● **Objective 1**
In the facilitated feedback overview, what other name is given for the Facilitated Feedback program?
● **Objective 2**
Reproduce the part of the facilitated feedback overview that begins at the words "Why wait until" and stops after "class? (Start doing)".
● **Objective 3**
Pick up the facilitated feedback overview after its last sentence and keep writing.

Why Facilitated Feedback?

Why wait until the end of the semester to get feedback from your students on the Student Evaluations of Teaching in Blue? With our Facilitated Feedback program, otherwise known as Ongoing Learning Assessment, we can help you understand the student experience in your courses, regardless of modality, with enough time to effect change that can improve learning.

The Facilitated Feedback Overall Process

  1. You contact CTL to schedule an initial meeting.
  2. During the initial meeting, we will work together to plan the format of the feedback session, select questions, and discuss any issues related to the class. The most common questions include:
    • What supports your learning in this class? (Keep doing)
    • What hinders your learning in this class? (Stop doing)
    • What are specific suggestions for improving your learning in this class? (Start doing)
  3. Schedule a follow-up meeting to discuss feedback.
  4. The facilitator visits your class to conduct a facilitated feedback session.
  5. The facilitator synthesizes student responses and writes a summary for you.
  6. You meet with the facilitator to discuss the feedback and any support you would like in making changes in your courses.
  7. You discuss the feedback with your students. This is a foundational element of this process! The discussion may be a simple “thank you” for your feedback or may go more in-depth with students.

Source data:
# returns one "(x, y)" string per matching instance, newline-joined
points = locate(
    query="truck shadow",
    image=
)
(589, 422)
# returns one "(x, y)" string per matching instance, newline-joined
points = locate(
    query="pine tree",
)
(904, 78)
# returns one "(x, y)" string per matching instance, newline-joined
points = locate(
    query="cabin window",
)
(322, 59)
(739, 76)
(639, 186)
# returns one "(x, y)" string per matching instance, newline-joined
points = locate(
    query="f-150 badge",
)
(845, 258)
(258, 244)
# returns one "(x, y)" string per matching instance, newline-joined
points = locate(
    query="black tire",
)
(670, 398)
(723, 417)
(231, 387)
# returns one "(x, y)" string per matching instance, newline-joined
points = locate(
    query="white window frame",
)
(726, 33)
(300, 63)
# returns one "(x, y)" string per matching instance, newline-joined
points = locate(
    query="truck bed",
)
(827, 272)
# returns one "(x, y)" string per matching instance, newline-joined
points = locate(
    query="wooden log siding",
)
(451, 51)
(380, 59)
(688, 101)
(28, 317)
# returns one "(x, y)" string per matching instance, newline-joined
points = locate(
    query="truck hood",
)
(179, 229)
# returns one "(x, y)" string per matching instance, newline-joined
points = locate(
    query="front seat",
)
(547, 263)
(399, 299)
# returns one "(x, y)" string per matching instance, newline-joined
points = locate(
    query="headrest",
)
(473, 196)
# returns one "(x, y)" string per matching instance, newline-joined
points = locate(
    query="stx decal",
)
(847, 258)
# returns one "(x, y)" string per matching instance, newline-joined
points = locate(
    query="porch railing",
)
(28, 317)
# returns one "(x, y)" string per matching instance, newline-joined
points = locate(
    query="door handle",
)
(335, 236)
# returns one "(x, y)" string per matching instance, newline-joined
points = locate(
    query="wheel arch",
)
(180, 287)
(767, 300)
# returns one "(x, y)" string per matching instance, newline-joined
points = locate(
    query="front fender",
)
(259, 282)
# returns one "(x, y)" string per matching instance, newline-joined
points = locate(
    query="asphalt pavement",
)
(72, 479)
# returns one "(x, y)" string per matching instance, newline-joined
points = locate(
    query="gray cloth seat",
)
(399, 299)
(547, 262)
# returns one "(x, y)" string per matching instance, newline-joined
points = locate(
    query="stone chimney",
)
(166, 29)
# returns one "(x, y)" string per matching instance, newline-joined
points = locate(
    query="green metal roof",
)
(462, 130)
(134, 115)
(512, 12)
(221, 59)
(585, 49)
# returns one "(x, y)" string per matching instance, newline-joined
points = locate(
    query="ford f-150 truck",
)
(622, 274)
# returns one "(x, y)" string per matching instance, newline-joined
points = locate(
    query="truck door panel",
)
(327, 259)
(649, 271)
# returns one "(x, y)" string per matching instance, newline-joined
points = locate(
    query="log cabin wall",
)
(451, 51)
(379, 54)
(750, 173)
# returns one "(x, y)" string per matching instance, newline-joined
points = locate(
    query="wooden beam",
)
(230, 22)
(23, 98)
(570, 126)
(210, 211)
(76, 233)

● **Final answer 1**
Ongoing Learning Assessment

● **Final answer 2**
Why wait until the end of the semester to get feedback from your students on the Student Evaluations of Teaching in Blue? With our Facilitated Feedback program, otherwise known as Ongoing Learning Assessment, we can help you understand the student experience in your courses, regardless of modality, with enough time to effect change that can improve learning.

The Facilitated Feedback Overall Process

  1. You contact CTL to schedule an initial meeting.
  2. During the initial meeting, we will work together to plan the format of the feedback session, select questions, and discuss any issues related to the class. The most common questions include:
    • What supports your learning in this class? (Keep doing)
    • What hinders your learning in this class? (Stop doing)
    • What are specific suggestions for improving your learning in this class? (Start doing)

● **Final answer 3**
  8. The facilitator deletes notes and summary and does not share anything learned from the session with others.

This highly effective intervention can help you to make small or large adjustments midway through the semester to improve the learning experience for both you and your students. Reach out to CTL for more information or to get started:


  1. Inform your students that a colleague is coming in for the last 15-30 minutes of a class to gather feedback for student learning.
  2. The facilitator will introduce himself/ herself and explain that the purpose is to gather feedback for the instructor to support student learning during the semester and that he/she is there at the invitation of the instructor.
  3. You leave the room.
  4. The facilitator will ask 3 pre-selected questions for feedback; students will discuss in small groups (if larger class), then the whole group. During whole group report out, the facilitator will ask for information deemed most important related to each question.
  5. The facilitator will write or project feedback, noting similar responses with check marks and work to identify and build consensus.
  6. The facilitator will thank students for their feedback and dismiss class.
  7. The facilitator prepares a summary document to share and discuss at the follow up meeting with you.
  8. In the next class meeting, you discuss the feedback with students and your response.

  1. Inform your students through an announcement in Brightspace or an email that a colleague will be running a course-feedback activity.
  2. The facilitator will create a short video or announcement explaining the purpose and process, emphasizing anonymity and constructive feedback.
  3. The facilitator will collect feedback in one of three ways:
    • Create an anonymous discussion board and randomly assign students to small groups. Post feedback questions and collect responses. Summarize responses into themes, highlighting common supports, barriers, and suggestions, and post to discussion for feedback. You are asked not to visit the discussion forum.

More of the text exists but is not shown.